* OBJECTIVE: Format the lines below as a numbered list, omitting any blank lines.

* DATA PROVIDED:
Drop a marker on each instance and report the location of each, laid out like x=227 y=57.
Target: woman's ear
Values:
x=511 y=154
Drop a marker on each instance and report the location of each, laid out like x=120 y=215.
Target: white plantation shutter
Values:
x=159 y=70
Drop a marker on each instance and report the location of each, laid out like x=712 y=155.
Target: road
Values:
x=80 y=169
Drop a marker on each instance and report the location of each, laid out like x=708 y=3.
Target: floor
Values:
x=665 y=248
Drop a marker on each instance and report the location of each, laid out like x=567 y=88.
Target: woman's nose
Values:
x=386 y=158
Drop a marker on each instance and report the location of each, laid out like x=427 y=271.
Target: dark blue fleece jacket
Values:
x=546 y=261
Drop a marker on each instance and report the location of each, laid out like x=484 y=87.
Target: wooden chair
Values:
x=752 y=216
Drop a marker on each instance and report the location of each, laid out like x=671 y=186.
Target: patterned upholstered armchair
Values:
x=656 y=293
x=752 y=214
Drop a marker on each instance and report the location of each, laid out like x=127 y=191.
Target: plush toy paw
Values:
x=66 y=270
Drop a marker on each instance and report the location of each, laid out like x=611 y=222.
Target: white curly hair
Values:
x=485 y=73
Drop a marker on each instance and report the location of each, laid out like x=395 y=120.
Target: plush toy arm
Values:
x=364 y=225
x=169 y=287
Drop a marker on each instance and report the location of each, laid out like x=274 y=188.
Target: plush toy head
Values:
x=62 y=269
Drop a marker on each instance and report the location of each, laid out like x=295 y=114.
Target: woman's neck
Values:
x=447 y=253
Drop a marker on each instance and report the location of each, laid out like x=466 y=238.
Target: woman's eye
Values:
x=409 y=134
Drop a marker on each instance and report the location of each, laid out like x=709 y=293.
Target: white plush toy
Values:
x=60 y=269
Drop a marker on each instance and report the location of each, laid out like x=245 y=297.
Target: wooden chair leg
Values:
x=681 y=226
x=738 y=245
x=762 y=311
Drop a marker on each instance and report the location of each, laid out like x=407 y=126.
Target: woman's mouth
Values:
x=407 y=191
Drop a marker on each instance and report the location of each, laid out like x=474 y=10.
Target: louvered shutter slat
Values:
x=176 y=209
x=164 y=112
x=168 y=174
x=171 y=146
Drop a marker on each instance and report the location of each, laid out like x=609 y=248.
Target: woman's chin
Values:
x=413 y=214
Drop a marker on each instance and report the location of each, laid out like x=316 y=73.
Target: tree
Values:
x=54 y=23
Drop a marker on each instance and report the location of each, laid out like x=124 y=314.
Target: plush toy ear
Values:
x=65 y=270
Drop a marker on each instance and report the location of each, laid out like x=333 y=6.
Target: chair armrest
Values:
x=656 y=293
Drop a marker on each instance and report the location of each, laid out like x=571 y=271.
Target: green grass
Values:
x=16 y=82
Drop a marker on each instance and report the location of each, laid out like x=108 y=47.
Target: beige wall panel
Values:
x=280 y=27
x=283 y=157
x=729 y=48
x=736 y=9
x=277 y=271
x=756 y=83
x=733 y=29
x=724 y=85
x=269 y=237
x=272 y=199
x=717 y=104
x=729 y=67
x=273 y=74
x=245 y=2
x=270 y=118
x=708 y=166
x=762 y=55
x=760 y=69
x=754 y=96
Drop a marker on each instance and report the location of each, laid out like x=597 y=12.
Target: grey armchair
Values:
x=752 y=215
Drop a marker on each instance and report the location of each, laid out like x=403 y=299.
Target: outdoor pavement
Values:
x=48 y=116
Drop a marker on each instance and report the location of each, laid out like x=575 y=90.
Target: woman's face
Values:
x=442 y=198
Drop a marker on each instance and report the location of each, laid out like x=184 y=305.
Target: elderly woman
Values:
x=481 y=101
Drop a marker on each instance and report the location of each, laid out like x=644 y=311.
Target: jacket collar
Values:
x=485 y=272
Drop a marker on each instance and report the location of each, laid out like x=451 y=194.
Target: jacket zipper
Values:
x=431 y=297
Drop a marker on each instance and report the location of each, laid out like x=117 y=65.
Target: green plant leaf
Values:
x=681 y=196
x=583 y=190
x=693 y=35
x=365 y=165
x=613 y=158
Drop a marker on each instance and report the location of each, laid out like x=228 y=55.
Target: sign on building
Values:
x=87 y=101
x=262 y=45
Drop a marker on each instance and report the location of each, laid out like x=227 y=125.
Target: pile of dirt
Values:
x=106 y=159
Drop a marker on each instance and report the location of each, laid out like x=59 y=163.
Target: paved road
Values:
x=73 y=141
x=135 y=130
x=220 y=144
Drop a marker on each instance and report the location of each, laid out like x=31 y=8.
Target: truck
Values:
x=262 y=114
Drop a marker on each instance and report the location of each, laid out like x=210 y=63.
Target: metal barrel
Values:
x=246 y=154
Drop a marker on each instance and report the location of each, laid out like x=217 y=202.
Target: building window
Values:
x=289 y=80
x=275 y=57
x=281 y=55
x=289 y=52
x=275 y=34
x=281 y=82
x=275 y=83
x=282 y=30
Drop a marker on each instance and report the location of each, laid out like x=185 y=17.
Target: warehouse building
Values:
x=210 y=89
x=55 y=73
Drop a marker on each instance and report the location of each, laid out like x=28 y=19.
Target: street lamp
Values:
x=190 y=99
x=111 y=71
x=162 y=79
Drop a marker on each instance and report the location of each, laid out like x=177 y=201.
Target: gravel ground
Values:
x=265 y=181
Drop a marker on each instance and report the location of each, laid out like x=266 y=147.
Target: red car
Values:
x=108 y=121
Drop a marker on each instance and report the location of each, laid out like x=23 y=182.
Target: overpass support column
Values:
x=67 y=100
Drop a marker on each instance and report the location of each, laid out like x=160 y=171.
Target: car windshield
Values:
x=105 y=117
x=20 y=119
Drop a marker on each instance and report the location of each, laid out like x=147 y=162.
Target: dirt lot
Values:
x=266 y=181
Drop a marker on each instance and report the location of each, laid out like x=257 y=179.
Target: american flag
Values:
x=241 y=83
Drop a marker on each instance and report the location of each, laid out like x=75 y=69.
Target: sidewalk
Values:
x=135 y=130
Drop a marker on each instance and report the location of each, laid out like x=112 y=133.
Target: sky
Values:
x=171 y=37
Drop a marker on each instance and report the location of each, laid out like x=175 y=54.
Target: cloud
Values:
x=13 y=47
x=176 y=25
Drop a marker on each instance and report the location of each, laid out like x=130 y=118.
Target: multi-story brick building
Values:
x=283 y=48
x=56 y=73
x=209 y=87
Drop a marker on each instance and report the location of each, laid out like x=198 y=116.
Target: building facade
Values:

* WRITTEN SOLUTION:
1. Drop a marker on each instance and report the location of each, laid out like x=227 y=57.
2. Target: woman's ear
3. Values:
4. x=511 y=154
5. Drop a marker on each instance and report the location of each, laid out like x=120 y=215.
6. Target: white plantation shutter
7. Values:
8. x=159 y=70
9. Drop a marker on each instance and report the location of each, laid out like x=712 y=155.
10. Target: road
11. Values:
12. x=80 y=169
13. Drop a marker on each instance and report the location of each, laid out like x=708 y=3.
14. Target: floor
15. Values:
16. x=665 y=248
17. Drop a marker on each instance and report the location of each, laid out like x=567 y=88.
18. Target: woman's nose
19. Values:
20. x=386 y=158
21. Drop a marker on each instance and report the location of each, laid out like x=427 y=271.
22. Target: dark blue fleece jacket
23. Values:
24. x=546 y=261
25. Drop a marker on each instance and report the location of each, laid out like x=484 y=87.
26. Target: wooden chair
27. Values:
28. x=752 y=216
29. Drop a marker on each instance and report the location of each, laid out like x=671 y=186.
30. Target: patterned upholstered armchair
31. Values:
32. x=656 y=293
33. x=752 y=214
34. Drop a marker on each instance and report the location of each, laid out like x=127 y=191.
35. Target: plush toy paw
36. Values:
37. x=66 y=270
38. Drop a marker on each instance and report the location of each, laid out like x=611 y=222.
39. Target: white curly hair
40. Values:
41. x=485 y=73
42. Drop a marker on each instance and report the location of each, laid out like x=395 y=120.
43. Target: plush toy arm
44. Values:
45. x=364 y=225
46. x=169 y=287
47. Drop a marker on each instance and report the location of each, laid out like x=274 y=188.
48. Target: plush toy head
49. Values:
50. x=62 y=269
51. Drop a marker on each instance and report the location of each, laid out like x=295 y=114.
52. Target: woman's neck
53. Values:
54. x=447 y=253
55. Drop a marker on each instance and report the location of each, laid out like x=466 y=238.
56. Target: woman's eye
57. Values:
58. x=409 y=134
59. Drop a marker on each instance and report the location of each, laid out like x=709 y=293.
60. Target: white plush toy
61. Values:
62. x=60 y=269
63. Drop a marker on each instance and report the location of each, laid out like x=245 y=297.
64. Target: wooden chair leg
65. Values:
66. x=681 y=226
67. x=738 y=245
68. x=762 y=311
69. Drop a marker on each instance and report the location of each, laid out like x=407 y=126.
70. Target: woman's mouth
71. Values:
72. x=407 y=191
73. Drop a marker on each instance and report the location of each, laid out like x=474 y=10.
74. Target: louvered shutter slat
75. Values:
76. x=176 y=209
77. x=164 y=112
78. x=168 y=174
79. x=171 y=146
80. Drop a marker on each instance and report the location of each, laid out like x=609 y=248.
81. Target: woman's chin
82. Values:
83. x=413 y=214
84. Drop a marker on each instance and report the location of each, laid out like x=316 y=73.
85. Target: tree
86. Values:
87. x=54 y=23
88. Drop a marker on each instance and report the location of each, laid out like x=124 y=314.
89. Target: plush toy ear
90. Values:
91. x=65 y=270
92. Drop a marker on each instance and report the location of each, laid out like x=333 y=6.
93. Target: chair armrest
94. Values:
95. x=656 y=293
96. Drop a marker on each instance and report the location of each, laid out like x=571 y=271.
97. Target: green grass
98. Values:
99. x=16 y=82
100. Drop a marker on each instance and report the location of each, laid out like x=108 y=47.
101. Target: beige wall panel
102. Values:
103. x=280 y=27
104. x=283 y=157
105. x=729 y=48
106. x=736 y=9
107. x=277 y=271
108. x=756 y=83
109. x=733 y=29
110. x=724 y=85
111. x=269 y=237
112. x=272 y=199
113. x=717 y=104
114. x=729 y=67
115. x=273 y=74
116. x=245 y=2
117. x=270 y=118
118. x=708 y=166
119. x=762 y=55
120. x=760 y=69
121. x=754 y=96
122. Drop a marker on each instance and report the location of each, laid out like x=597 y=12.
123. Target: grey armchair
124. Values:
125. x=752 y=215
126. Drop a marker on each instance and report the location of each, laid out like x=403 y=299.
127. Target: outdoor pavement
128. Values:
129. x=48 y=116
130. Drop a marker on each instance and report the location of each, laid out like x=575 y=90.
131. Target: woman's face
132. Values:
133. x=442 y=198
134. Drop a marker on each instance and report the location of each, laid out like x=184 y=305.
135. Target: elderly woman
136. Values:
137. x=481 y=101
138. Drop a marker on each instance and report the location of each, laid out like x=644 y=311.
139. Target: jacket collar
140. Values:
141. x=485 y=272
142. Drop a marker on each instance and report the location of each, laid out like x=451 y=194.
143. Target: jacket zipper
144. Values:
145. x=431 y=297
146. Drop a marker on each instance and report the location of each, laid out like x=117 y=65.
147. Target: green plant leaf
148. Values:
149. x=681 y=196
150. x=583 y=190
151. x=693 y=35
152. x=365 y=165
153. x=613 y=158
154. Drop a marker on each instance and report the location of each, laid out like x=228 y=55.
155. Target: sign on building
156. Values:
157. x=87 y=101
158. x=262 y=45
159. Drop a marker on each instance and report the location of each, laid out like x=227 y=125.
160. Target: pile of dirt
161. Values:
162. x=106 y=159
163. Drop a marker on each instance and report the location of each, laid out like x=59 y=163.
164. Target: paved road
165. Values:
166. x=73 y=141
167. x=135 y=130
168. x=220 y=144
169. Drop a marker on each instance and report the location of each, laid out like x=31 y=8.
170. Target: truck
171. Values:
172. x=262 y=114
173. Drop a marker on each instance and report the location of each, laid out like x=210 y=63.
174. Target: metal barrel
175. Values:
176. x=246 y=154
177. Drop a marker on each instance and report the location of each, laid out like x=217 y=202.
178. Target: building window
179. Values:
180. x=289 y=80
181. x=275 y=57
182. x=281 y=55
183. x=289 y=52
184. x=275 y=34
185. x=281 y=82
186. x=275 y=83
187. x=282 y=30
188. Drop a marker on each instance and report the location of each, laid out like x=185 y=17.
189. Target: warehouse building
190. Values:
191. x=210 y=89
192. x=55 y=73
193. Drop a marker on each instance and report the location of each, laid out like x=28 y=19.
194. Target: street lamp
195. Values:
196. x=190 y=99
197. x=111 y=71
198. x=162 y=79
199. Drop a marker on each instance and report the location of each, laid out like x=177 y=201.
200. Target: gravel ground
201. Values:
202. x=265 y=181
203. Drop a marker on each instance and report the location of each, laid out like x=266 y=147.
204. Target: red car
205. Values:
206. x=108 y=121
207. Drop a marker on each instance and report the location of each, laid out like x=23 y=182.
208. Target: overpass support column
209. Values:
210. x=67 y=100
211. Drop a marker on each instance and report the location of each, laid out like x=160 y=171.
212. Target: car windshield
213. Values:
214. x=105 y=117
215. x=20 y=119
216. Drop a marker on each instance and report the location of each, laid out like x=147 y=162.
217. Target: dirt lot
218. Values:
219. x=266 y=181
220. Drop a marker on each instance and report the location of each, laid out like x=257 y=179.
221. Target: american flag
222. Values:
223. x=241 y=83
224. Drop a marker on each instance and report the location of each, laid out like x=75 y=69.
225. Target: sidewalk
226. Values:
227. x=135 y=130
228. Drop a marker on each instance and report the location of each, laid out like x=112 y=133.
229. Target: sky
230. Values:
231. x=171 y=37
232. Drop a marker on each instance and report the location of each, laid out like x=175 y=54.
233. Target: cloud
234. Values:
235. x=13 y=47
236. x=176 y=25
237. Drop a marker on each instance and report the location of each, laid out like x=130 y=118.
238. Target: multi-story brick building
239. Values:
240. x=283 y=48
241. x=56 y=73
242. x=209 y=87
243. Drop a marker on each instance and report the location of each, laid out like x=198 y=116.
244. Target: building facade
245. Values:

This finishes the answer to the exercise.